Position identification records:
——
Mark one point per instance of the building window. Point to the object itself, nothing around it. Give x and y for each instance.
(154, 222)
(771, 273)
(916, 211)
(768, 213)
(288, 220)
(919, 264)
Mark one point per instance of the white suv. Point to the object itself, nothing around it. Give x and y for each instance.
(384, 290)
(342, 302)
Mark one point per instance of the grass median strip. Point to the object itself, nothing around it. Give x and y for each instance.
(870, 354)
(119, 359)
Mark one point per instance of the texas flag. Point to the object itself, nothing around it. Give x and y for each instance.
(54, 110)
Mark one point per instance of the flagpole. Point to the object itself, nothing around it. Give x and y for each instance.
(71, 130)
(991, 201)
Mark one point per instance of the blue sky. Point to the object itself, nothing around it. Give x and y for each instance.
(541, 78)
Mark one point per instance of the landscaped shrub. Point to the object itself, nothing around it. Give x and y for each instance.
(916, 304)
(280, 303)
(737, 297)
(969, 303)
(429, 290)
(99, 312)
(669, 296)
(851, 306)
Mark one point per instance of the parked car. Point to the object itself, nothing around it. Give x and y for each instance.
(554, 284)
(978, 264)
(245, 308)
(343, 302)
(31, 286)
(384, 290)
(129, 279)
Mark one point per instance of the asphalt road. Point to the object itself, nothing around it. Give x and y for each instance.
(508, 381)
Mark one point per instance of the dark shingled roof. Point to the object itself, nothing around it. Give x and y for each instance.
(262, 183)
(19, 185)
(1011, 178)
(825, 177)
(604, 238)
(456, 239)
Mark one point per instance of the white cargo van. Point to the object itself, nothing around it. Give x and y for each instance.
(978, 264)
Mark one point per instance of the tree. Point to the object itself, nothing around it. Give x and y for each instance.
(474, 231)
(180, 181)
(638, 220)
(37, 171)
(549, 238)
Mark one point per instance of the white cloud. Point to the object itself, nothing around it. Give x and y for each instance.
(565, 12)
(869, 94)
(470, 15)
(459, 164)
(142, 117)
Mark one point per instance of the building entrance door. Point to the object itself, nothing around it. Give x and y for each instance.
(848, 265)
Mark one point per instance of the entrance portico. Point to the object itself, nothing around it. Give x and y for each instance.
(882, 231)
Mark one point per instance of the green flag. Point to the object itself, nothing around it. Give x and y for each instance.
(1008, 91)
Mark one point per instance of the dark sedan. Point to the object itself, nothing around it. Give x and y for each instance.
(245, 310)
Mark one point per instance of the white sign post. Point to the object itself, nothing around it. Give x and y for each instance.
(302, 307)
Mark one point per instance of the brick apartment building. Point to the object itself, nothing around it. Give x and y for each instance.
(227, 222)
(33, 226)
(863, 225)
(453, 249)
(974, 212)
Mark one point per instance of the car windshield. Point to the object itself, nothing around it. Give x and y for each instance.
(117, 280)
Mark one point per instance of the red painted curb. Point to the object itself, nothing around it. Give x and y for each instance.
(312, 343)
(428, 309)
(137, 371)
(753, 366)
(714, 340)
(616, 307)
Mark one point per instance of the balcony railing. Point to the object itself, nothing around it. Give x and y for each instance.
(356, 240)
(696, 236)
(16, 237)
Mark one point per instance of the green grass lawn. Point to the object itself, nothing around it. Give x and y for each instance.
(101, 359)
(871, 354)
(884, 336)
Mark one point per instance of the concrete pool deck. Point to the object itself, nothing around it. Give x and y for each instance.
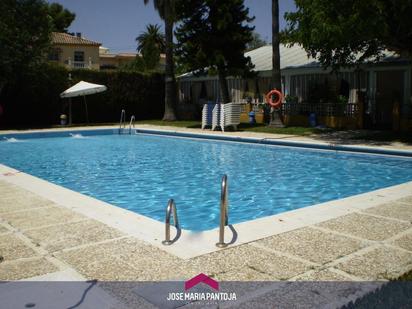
(49, 236)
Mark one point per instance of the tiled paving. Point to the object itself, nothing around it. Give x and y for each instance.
(372, 244)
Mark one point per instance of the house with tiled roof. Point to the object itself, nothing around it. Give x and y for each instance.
(114, 61)
(74, 51)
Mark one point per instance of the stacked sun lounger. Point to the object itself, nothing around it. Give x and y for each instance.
(225, 115)
(207, 114)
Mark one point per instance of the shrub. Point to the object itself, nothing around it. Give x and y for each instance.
(33, 100)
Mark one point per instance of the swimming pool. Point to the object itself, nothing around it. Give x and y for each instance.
(142, 172)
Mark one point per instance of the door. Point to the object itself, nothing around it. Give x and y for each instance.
(389, 89)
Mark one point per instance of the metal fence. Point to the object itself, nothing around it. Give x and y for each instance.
(321, 109)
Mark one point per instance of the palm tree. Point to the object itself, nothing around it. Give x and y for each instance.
(165, 8)
(276, 77)
(150, 44)
(152, 36)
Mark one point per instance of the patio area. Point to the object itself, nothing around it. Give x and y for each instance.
(44, 240)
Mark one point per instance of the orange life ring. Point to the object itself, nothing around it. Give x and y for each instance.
(269, 98)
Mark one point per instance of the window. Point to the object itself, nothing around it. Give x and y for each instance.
(54, 54)
(79, 56)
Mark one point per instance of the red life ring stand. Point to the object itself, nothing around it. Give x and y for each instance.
(270, 101)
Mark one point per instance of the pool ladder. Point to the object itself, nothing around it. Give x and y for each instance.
(122, 124)
(224, 218)
(171, 210)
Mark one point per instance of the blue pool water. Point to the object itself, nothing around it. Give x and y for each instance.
(142, 172)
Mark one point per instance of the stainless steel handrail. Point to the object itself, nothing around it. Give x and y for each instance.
(170, 209)
(132, 119)
(224, 219)
(122, 120)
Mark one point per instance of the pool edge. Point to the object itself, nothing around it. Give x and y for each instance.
(191, 244)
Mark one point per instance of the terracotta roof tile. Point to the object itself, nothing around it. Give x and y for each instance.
(65, 38)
——
◆ Brief ◆
Copy every record above exactly as written, but leave out the pictures.

◆ Written solution ◆
Mark one point per instance of the building window. Point to the object itself, nothing around it. Give x and y for each instance.
(154, 222)
(771, 273)
(916, 211)
(768, 213)
(288, 220)
(919, 264)
Mark one point per instance of the white suv. Point to the object itself, nothing around it. Give x and y for each instance.
(384, 290)
(342, 302)
Mark one point per instance of the grass median strip. Point to the object itself, nothing around it. Give x and y for each instance.
(870, 354)
(119, 359)
Mark one point per instance of the texas flag. Point to the object itself, nothing around it. Give x and y for each instance.
(54, 110)
Mark one point per instance of the flagpole. Point to the object itself, nothing around it. Give x and y for each instance.
(71, 130)
(991, 201)
Mark one point per instance of the blue sky. Point to the object itself, nothing around it. Give x and y for each instance.
(541, 78)
Mark one point per instance of the landscaped shrub. Point to the object itself, nothing around it. Give x and y for each instance.
(916, 304)
(280, 303)
(737, 297)
(969, 303)
(429, 290)
(99, 312)
(669, 296)
(851, 306)
Mark one point per instance of the parked car. Point to the object itself, nothing around it. Give x and y for each instance.
(554, 284)
(978, 264)
(245, 308)
(343, 302)
(31, 286)
(384, 290)
(129, 279)
Mark one point per instance of the asphalt road. Point to the object itself, nothing around it. Give x and y for each instance.
(508, 381)
Mark one point per instance of the dark shingled roof. Point to the object itself, nothing around it. Give x and y for each instance.
(262, 183)
(19, 185)
(1011, 178)
(825, 177)
(604, 238)
(456, 239)
Mark one point per instance of the white cargo van. Point to the object itself, nothing around it. Give x and y for each instance.
(978, 264)
Mark one point per instance of the tree. Point to the object itself, nothing around it. Give x and y for each instance.
(474, 231)
(180, 181)
(638, 220)
(37, 171)
(549, 238)
Mark one point per instance of the white cloud. Point to the object itself, nothing around it. Give x and y for each instance.
(565, 12)
(869, 94)
(470, 15)
(459, 164)
(142, 117)
Mark one point per instance of the building entrance door. Point to the object itself, nothing around it. Give x and y for each instance.
(848, 265)
Mark one point per instance of the entrance portico. Point to the object itself, nothing around it. Give x and y for each instance.
(882, 231)
Mark one point per instance of the green flag. Point to the object itself, nothing around it. Give x and y for each instance.
(1008, 91)
Mark one point per instance of the dark sedan. Point to the object itself, nothing around it. Give x and y for each instance.
(245, 310)
Mark one point per instance of the white sign post. Point to the object itself, nothing around it. Give x and y for each instance.
(302, 307)
Mark one point per instance of the brick apartment building. Point to the object itself, nothing around it. Give x and y for each instance.
(227, 222)
(33, 226)
(863, 225)
(453, 249)
(974, 212)
Mark one point per instance of the car windshield. Point to the object itself, nothing around it. Give x and y for each instance.
(117, 280)
Mark one point per instance of the red painted curb. Point to the object itself, nothing around it. Give x and y for each instance.
(312, 343)
(428, 309)
(137, 371)
(753, 366)
(714, 340)
(616, 307)
Mark one point per instance of the balcony railing. Point to the object itself, nothing around it. Give x and y for each instance.
(356, 240)
(696, 236)
(16, 237)
Mark one point per instance of the green grass lawn. Point to the object itself, nothing around it. Give x and y for each instance.
(101, 359)
(871, 354)
(884, 336)
Mark one point per instance of the concrete pool deck. Point to the object itself, nothing around it. Give x and y for each instance.
(49, 236)
Mark one point per instance of the tiled paving. Point to the object itself, nothing around it. Give x and y for each instance.
(372, 244)
Mark one point per instance of the house with tiled roof. Point to the object itself, nothing around it. Give x and y for each instance.
(114, 61)
(74, 51)
Mark one point per instance of the stacked sun lounger. Point to the object itself, nothing around it. Give x and y for each instance.
(225, 115)
(207, 114)
Mark one point per instance of the shrub. Point to the object itself, nothing around it. Give x and y for each instance.
(33, 100)
Mark one point per instance of the swimming pool. Point to the object itself, nothing around it. Give x and y for each instance.
(142, 172)
Mark one point per instance of the door. Point to the object itself, nothing around it. Give x and y for each instance.
(389, 89)
Mark one point per instance of the metal fence. Point to the object itself, nothing around it. Give x and y for each instance.
(321, 109)
Mark one point per instance of the palm tree. Point to the object itself, nothing around it. Give x and y for each instance.
(165, 8)
(276, 77)
(150, 44)
(152, 36)
Mark one point per instance of the patio area. Point to the object itself, nothing around it. Give x and y for each instance.
(44, 240)
Mark one point per instance of the orange life ring. Point to the object itself, nothing around it. Give x and y for each instance.
(269, 98)
Mark one point per instance of the window. Point to the object itself, nothing around it. Give x and y for each instance.
(54, 54)
(79, 56)
Mark one point per instance of the red life ring stand. Point to the object itself, nothing around it. Give x and y for each instance.
(270, 101)
Mark one point per instance of the pool ladder. Point to the object itself, nothing around it. Give x and y for each instance.
(122, 124)
(224, 218)
(171, 210)
Mark one point per instance of the blue pool water. Point to the object itself, nothing around it. Give x and y for each instance.
(142, 172)
Mark one point per instance of the stainless steel handrail. Point to the object itself, nothing around it. Give x and y for each instance.
(170, 209)
(132, 119)
(224, 219)
(122, 120)
Mark one point per instance of the pool edge. Point to the object itself, nothing around it. Give x and y for each instance.
(191, 244)
Mark one point per instance of the terracotta roof tile. Point to the object itself, nothing around it. Give x and y for each instance.
(65, 38)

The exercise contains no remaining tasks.